* Task statement *
The lines to extract start at the one containing "Reviewer note: every instance of the overcast" and end with the last line; give them exactly and nothing more.

* Records to use *
— begin —

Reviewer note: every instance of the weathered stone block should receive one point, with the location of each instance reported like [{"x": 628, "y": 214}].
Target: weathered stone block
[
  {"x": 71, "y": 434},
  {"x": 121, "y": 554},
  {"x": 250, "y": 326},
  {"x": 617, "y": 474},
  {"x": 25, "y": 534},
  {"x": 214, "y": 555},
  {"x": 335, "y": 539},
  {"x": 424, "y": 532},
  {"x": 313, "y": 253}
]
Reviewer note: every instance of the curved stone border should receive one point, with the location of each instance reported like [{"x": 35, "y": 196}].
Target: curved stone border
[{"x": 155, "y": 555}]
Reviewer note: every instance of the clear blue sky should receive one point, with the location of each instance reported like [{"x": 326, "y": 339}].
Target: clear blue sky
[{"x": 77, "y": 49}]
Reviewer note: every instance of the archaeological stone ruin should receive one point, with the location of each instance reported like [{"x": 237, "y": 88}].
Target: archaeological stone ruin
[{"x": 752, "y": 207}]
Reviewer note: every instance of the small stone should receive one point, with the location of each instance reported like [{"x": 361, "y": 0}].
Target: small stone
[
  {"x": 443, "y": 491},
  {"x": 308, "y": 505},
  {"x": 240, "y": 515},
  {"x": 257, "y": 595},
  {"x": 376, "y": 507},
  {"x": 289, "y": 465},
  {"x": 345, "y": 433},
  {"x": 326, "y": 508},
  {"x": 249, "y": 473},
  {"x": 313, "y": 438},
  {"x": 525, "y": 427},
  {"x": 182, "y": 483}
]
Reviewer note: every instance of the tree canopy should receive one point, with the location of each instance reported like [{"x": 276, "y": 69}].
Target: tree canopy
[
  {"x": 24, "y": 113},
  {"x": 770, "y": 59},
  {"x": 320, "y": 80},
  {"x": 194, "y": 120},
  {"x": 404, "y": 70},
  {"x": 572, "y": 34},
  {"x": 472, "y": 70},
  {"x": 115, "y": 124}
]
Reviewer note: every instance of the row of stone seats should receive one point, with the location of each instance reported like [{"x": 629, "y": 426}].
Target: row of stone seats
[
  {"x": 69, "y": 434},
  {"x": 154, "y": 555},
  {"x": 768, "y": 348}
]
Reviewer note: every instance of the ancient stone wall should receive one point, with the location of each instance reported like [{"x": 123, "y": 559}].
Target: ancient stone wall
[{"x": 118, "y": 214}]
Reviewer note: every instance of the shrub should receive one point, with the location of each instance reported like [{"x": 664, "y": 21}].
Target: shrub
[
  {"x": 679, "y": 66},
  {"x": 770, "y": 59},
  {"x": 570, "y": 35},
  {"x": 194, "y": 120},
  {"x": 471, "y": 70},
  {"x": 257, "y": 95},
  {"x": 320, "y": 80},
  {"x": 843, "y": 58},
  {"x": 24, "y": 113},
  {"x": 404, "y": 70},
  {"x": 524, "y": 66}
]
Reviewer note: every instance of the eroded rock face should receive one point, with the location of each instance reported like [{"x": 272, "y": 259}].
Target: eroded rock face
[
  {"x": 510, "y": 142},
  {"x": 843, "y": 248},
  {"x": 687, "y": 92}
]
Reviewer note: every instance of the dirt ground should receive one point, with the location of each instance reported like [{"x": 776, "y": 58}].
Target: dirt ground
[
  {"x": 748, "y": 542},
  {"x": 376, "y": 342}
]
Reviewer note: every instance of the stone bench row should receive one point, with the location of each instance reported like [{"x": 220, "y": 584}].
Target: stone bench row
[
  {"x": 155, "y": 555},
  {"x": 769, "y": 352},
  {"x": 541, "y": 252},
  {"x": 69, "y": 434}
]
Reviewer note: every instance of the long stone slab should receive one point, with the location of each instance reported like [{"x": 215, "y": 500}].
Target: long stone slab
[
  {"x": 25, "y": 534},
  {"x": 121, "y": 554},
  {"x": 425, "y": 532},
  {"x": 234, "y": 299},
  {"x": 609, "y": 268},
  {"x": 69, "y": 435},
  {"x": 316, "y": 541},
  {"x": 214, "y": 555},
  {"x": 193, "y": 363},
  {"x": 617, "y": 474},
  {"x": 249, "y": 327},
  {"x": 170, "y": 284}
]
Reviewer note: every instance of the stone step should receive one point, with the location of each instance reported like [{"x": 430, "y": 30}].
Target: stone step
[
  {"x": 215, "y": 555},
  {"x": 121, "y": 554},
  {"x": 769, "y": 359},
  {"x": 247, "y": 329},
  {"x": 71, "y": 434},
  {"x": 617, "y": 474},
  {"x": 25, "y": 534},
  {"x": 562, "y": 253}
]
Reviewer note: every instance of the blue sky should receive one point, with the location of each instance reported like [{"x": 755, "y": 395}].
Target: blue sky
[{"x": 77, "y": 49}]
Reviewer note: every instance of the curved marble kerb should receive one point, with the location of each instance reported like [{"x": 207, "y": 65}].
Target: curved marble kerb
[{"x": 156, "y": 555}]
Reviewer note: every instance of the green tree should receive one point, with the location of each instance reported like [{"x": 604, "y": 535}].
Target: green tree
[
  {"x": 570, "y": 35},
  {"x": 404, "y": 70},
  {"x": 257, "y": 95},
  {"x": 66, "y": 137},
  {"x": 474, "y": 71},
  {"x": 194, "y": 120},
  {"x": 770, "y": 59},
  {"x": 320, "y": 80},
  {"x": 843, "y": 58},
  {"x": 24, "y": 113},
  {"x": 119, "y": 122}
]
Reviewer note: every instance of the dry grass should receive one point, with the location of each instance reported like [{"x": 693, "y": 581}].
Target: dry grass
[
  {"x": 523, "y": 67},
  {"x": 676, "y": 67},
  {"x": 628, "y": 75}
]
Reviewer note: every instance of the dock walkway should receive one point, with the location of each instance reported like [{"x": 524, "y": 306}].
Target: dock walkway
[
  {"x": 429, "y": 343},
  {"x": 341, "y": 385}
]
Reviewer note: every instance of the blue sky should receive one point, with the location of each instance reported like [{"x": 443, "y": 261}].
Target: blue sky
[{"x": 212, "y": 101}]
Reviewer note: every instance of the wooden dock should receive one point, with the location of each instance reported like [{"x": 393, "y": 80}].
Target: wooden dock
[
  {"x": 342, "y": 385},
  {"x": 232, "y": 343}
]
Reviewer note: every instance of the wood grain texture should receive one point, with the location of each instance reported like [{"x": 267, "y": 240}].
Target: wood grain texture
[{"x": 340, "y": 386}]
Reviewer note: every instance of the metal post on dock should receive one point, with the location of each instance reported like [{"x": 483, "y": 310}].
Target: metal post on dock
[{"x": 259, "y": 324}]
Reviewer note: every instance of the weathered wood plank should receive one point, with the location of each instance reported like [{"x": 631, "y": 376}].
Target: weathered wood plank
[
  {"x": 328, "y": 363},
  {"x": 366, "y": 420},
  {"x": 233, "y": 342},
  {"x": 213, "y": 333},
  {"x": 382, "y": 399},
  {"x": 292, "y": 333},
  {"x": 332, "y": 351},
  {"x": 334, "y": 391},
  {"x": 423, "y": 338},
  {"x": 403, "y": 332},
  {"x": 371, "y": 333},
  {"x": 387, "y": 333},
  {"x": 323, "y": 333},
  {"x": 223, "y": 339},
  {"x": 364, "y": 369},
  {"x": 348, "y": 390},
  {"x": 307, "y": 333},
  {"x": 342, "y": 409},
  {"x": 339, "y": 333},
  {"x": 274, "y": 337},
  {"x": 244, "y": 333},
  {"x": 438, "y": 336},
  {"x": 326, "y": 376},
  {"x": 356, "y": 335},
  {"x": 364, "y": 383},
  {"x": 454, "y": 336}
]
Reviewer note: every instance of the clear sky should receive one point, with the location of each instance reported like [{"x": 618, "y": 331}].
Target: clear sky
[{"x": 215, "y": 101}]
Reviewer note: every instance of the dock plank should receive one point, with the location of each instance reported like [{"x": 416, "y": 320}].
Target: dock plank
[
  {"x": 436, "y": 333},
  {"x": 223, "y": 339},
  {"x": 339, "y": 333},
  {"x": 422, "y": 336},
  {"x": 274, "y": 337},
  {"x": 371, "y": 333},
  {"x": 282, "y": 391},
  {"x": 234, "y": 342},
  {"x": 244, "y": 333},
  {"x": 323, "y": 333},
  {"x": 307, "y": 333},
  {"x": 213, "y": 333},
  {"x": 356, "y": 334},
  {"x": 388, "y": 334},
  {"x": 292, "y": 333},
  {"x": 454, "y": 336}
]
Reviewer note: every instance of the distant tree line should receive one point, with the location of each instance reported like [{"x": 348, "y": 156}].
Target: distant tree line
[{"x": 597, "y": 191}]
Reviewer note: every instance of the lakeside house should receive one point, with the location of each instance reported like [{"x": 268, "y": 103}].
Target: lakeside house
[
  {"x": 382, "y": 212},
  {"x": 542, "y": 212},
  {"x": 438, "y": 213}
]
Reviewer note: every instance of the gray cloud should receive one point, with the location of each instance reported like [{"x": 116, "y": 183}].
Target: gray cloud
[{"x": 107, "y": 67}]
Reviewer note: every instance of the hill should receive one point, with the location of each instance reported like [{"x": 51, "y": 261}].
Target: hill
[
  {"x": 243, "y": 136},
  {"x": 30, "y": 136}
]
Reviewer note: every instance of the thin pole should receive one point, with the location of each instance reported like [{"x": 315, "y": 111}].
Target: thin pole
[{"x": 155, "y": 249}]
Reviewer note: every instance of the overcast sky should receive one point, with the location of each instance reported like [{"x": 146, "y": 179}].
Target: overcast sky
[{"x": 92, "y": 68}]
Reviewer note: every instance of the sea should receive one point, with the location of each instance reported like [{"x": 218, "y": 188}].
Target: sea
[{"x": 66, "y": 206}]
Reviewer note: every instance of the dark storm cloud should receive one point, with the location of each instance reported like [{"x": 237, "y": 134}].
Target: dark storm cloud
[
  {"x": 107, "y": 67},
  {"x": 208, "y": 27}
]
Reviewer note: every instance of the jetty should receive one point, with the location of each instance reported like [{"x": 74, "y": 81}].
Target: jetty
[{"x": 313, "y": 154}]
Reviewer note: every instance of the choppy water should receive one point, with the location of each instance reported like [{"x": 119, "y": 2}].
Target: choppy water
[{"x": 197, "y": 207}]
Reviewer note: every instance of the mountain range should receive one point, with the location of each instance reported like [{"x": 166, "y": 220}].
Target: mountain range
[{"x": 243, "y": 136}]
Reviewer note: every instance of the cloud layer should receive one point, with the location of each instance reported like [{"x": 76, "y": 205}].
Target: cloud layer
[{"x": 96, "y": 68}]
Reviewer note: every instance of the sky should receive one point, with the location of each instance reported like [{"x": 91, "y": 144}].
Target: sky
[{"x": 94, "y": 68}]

— end —

* Full response *
Reviewer note: every instance of the overcast sky should receive one point, with the location of each instance reported like [{"x": 146, "y": 179}].
Target: overcast sky
[{"x": 92, "y": 68}]
Reviewer note: every instance of the sea should receive one point, with the location of each instance reported like [{"x": 218, "y": 188}].
Target: sea
[{"x": 66, "y": 206}]
Reviewer note: every instance of the dark storm cloud should receive one point, with the location of each instance reported like [{"x": 237, "y": 134}].
Target: dark storm cloud
[
  {"x": 107, "y": 67},
  {"x": 208, "y": 27}
]
Reviewer note: every instance of the jetty should receive one point, with the location of each instance reported like [{"x": 74, "y": 81}].
Target: jetty
[{"x": 313, "y": 154}]
Reviewer note: every instance of the choppy water should receive one point, with the location of each instance reported like [{"x": 119, "y": 2}].
Target: choppy water
[{"x": 197, "y": 207}]
Reviewer note: every instance of the mountain range should receive one point, with the location of each instance reported like [{"x": 166, "y": 220}].
Target: mountain range
[{"x": 243, "y": 136}]
Reviewer note: every instance of the cloud layer should receive one point, with the location of each instance reported like [{"x": 76, "y": 205}].
Target: cloud layer
[{"x": 96, "y": 68}]
Reviewer note: every instance of the sky should receive one point, with the location of each instance reported like [{"x": 91, "y": 144}].
Target: sky
[{"x": 94, "y": 68}]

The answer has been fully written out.